- _Directions_: Set each record down exactly, excluding all images.

- _Supplied data_:
==========

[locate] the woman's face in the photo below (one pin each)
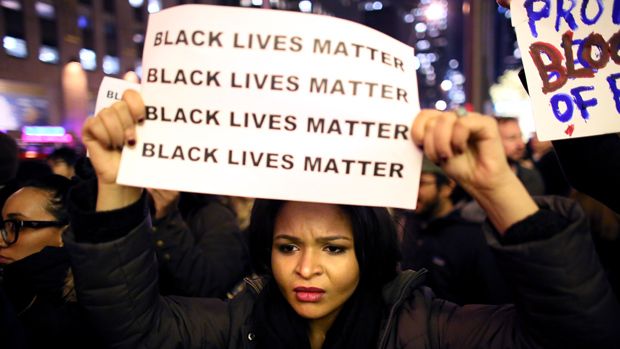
(313, 259)
(29, 204)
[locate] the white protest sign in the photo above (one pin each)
(275, 104)
(571, 60)
(111, 90)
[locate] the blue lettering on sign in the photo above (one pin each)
(535, 16)
(584, 15)
(578, 59)
(565, 13)
(583, 104)
(613, 86)
(562, 98)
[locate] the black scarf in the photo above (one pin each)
(42, 274)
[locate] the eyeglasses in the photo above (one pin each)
(11, 227)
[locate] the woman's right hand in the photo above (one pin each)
(504, 3)
(104, 137)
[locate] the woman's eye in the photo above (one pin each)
(333, 249)
(287, 248)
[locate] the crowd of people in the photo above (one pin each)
(512, 245)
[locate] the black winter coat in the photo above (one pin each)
(563, 298)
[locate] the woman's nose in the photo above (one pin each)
(309, 265)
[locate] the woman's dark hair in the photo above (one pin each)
(358, 323)
(58, 187)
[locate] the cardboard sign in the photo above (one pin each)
(572, 64)
(275, 104)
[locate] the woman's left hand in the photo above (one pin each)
(469, 150)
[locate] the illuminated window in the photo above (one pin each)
(15, 47)
(48, 51)
(88, 59)
(111, 65)
(48, 54)
(14, 41)
(88, 56)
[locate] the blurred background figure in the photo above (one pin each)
(9, 157)
(542, 154)
(514, 147)
(37, 277)
(62, 161)
(438, 237)
(200, 243)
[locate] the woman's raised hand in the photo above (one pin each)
(104, 137)
(469, 150)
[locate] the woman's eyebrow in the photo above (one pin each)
(322, 239)
(14, 215)
(286, 237)
(333, 238)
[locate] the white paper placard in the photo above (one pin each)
(111, 90)
(570, 56)
(275, 104)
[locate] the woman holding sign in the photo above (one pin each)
(328, 273)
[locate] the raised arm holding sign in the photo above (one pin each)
(572, 65)
(328, 273)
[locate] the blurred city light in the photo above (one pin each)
(305, 6)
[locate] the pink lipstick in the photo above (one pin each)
(308, 294)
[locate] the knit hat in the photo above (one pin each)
(8, 158)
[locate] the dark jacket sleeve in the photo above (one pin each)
(562, 297)
(117, 282)
(592, 166)
(209, 268)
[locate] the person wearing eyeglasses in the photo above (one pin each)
(37, 277)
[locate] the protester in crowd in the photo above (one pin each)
(328, 272)
(514, 147)
(546, 163)
(62, 161)
(202, 253)
(9, 157)
(438, 238)
(591, 166)
(37, 275)
(9, 163)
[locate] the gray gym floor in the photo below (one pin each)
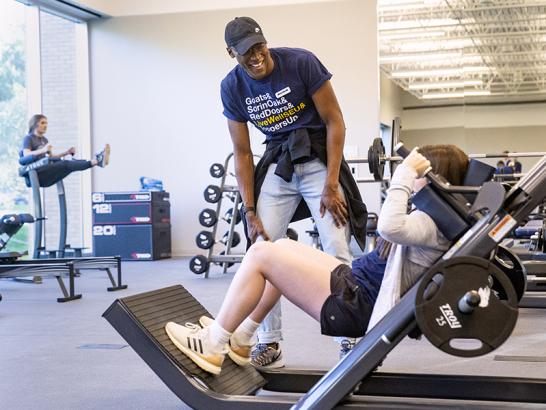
(66, 356)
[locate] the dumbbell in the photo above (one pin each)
(199, 263)
(217, 170)
(213, 193)
(205, 240)
(208, 217)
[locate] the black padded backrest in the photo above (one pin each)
(477, 173)
(449, 222)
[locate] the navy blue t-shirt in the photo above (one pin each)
(33, 142)
(281, 102)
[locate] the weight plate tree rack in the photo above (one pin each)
(225, 257)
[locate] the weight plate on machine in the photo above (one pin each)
(511, 265)
(462, 284)
(217, 170)
(199, 264)
(376, 159)
(207, 217)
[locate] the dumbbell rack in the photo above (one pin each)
(227, 259)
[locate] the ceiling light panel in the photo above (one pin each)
(447, 45)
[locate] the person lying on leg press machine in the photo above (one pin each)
(36, 146)
(340, 298)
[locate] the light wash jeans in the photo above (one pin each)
(276, 205)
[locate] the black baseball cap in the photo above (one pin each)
(242, 33)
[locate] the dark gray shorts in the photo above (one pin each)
(347, 311)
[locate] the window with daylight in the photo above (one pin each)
(14, 195)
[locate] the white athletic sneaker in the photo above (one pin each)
(239, 354)
(192, 340)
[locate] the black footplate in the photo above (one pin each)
(141, 319)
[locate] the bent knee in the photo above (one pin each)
(283, 241)
(264, 252)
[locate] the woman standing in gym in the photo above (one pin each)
(36, 146)
(340, 298)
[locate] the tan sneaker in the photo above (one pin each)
(192, 340)
(239, 354)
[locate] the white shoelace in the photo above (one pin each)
(193, 327)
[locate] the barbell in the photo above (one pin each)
(377, 158)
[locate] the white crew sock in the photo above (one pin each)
(218, 338)
(245, 332)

==========

- _Full solution_:
[locate] the woman's face in the photo below (one pin each)
(313, 259)
(29, 204)
[locate] the white protest sign in the photo above (one pin each)
(275, 104)
(571, 60)
(111, 90)
[locate] the blue lettering on sign in the photo above (one pin each)
(535, 16)
(584, 15)
(578, 59)
(565, 13)
(583, 104)
(613, 86)
(562, 98)
[locate] the black scarf in the photo above (one pin each)
(42, 274)
[locate] the eyeglasses in the photo above (one pin each)
(11, 227)
[locate] the woman's right hand in the photo above (one pin each)
(504, 3)
(104, 137)
[locate] the woman's eye in the photo above (one pin each)
(333, 249)
(287, 248)
[locate] the crowd of people in the photo above (one pin each)
(512, 245)
[locate] the black winter coat in the photo above (one pin each)
(563, 298)
[locate] the woman's nose in the photo above (one pin each)
(309, 265)
[locate] the woman's dark hair in the photo above (one pin each)
(358, 323)
(58, 187)
[locate] the cardboard sign in the photo above (one pin each)
(572, 64)
(275, 104)
[locate] the woman's left hand in the photo above (one pin each)
(469, 150)
[locate] the illuminated window in the photo above (one pin each)
(15, 47)
(48, 51)
(88, 59)
(111, 65)
(48, 54)
(14, 41)
(88, 56)
[locate] the blurred background figure in the photo above (one pin each)
(9, 157)
(542, 154)
(514, 147)
(37, 277)
(62, 161)
(438, 237)
(200, 243)
[locate] the woman's raised hand in the photo above (one pin each)
(104, 137)
(469, 150)
[locate] the woman's eyebrow in the photo above (one pin each)
(322, 239)
(14, 215)
(286, 237)
(333, 238)
[locate] the white paper placard in the photo above (one pin each)
(111, 90)
(570, 56)
(275, 104)
[locate] the woman holding sign in the photo above (one pin each)
(328, 273)
[locate] the raised arm holding sign in the photo above (one pin each)
(572, 65)
(328, 273)
[locate] the blurred city light in the photo above (one pin each)
(305, 6)
[locate] the pink lipstick in the photo above (one pin each)
(308, 294)
[locate] the knit hat in the photo above (one pin each)
(8, 158)
[locate] the dark jacket sleeve in the photo above (one pin each)
(562, 297)
(117, 282)
(592, 166)
(209, 268)
[locate] the person wearing eyeglasses in the photo above (one pin each)
(37, 277)
[locate] the protester in crowd in the photo above (one pin each)
(328, 272)
(514, 147)
(546, 163)
(62, 161)
(202, 253)
(9, 157)
(438, 238)
(591, 166)
(37, 275)
(9, 163)
[locate] the gray gym floor in the photo below (one pin each)
(66, 356)
[locate] the dumbbell in the photo above (one pin each)
(199, 263)
(217, 170)
(213, 193)
(205, 240)
(208, 217)
[locate] the black padded backrest in the photo above (one pin each)
(477, 173)
(449, 222)
[locate] the navy blue t-shirt in the photo above (one pin each)
(33, 142)
(281, 102)
[locate] the weight plate tree rack in the photo above (one pin each)
(225, 257)
[locate] the weight plate on machine in the photo above (one pin each)
(511, 265)
(462, 284)
(217, 170)
(199, 264)
(376, 159)
(207, 217)
[locate] the dumbbell rack in the photo above (one pin each)
(227, 259)
[locate] the ceiling light panel in the photo above (one pin each)
(447, 45)
[locate] the person lying on leg press machine in the photo above (one pin each)
(36, 146)
(340, 298)
[locate] the light wash jeans in the photo above (one pin each)
(276, 205)
[locate] the black baseball cap in the photo above (one pin each)
(242, 33)
[locate] the dark gray shorts in the photo above (one pin each)
(347, 311)
[locate] the window with daylight in the photo above (one pin each)
(14, 195)
[locate] the white athletic sneaker in the photo above (one pin each)
(239, 354)
(192, 340)
[locate] the black footplate in the photo above (one pin each)
(141, 319)
[locate] the bent knee in the photo above (one pin each)
(283, 241)
(264, 252)
[locate] the woman standing in gym in the photo above (one pin each)
(36, 146)
(340, 298)
[locate] the tan sneaker in the photo above (one pin each)
(192, 340)
(239, 354)
[locate] the white shoelace in the photo above (one pin each)
(193, 327)
[locate] the barbell in the photo above (one pin each)
(377, 158)
[locate] the white crew sock in the photo above (one pin each)
(218, 338)
(245, 332)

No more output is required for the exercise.